▶ [Exercise objective]:
Determine how many lines in the items below contain the string "instance", treating case as significant, and give only that number.

— START OF The input —

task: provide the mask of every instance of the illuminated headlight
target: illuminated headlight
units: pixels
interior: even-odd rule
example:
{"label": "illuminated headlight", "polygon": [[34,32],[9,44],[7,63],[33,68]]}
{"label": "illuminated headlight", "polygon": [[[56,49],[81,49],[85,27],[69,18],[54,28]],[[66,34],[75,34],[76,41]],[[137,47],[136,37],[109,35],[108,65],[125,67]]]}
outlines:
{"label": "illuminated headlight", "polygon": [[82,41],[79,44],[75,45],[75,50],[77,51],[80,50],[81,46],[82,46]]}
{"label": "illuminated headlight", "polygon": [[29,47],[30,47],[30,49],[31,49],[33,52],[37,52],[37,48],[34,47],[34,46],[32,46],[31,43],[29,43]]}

— END OF The input —
— START OF The input —

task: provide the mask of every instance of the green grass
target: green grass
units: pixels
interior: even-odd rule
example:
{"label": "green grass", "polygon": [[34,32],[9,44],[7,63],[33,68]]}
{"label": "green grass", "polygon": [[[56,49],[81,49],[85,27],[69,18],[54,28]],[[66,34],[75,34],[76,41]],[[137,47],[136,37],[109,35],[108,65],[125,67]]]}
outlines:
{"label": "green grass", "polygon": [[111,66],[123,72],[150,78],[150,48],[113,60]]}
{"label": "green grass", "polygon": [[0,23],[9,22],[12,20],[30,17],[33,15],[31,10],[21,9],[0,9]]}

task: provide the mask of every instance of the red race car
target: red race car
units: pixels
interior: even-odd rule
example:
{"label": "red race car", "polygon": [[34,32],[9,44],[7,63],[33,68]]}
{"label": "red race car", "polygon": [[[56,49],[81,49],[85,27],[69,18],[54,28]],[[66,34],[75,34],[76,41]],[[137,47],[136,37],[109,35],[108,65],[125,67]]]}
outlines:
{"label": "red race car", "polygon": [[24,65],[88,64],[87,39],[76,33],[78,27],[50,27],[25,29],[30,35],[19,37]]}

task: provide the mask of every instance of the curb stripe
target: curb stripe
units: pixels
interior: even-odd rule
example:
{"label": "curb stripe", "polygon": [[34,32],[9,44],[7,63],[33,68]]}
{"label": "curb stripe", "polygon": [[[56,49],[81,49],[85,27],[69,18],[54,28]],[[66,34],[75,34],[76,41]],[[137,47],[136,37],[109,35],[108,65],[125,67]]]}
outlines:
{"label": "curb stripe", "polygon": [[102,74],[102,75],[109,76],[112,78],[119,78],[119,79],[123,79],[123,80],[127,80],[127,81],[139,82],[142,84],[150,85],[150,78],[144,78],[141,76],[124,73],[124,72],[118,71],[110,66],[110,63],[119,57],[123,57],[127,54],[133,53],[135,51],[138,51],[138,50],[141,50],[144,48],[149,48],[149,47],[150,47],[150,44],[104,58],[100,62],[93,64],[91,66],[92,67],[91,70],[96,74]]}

— END OF The input —

▶ [Final answer]:
4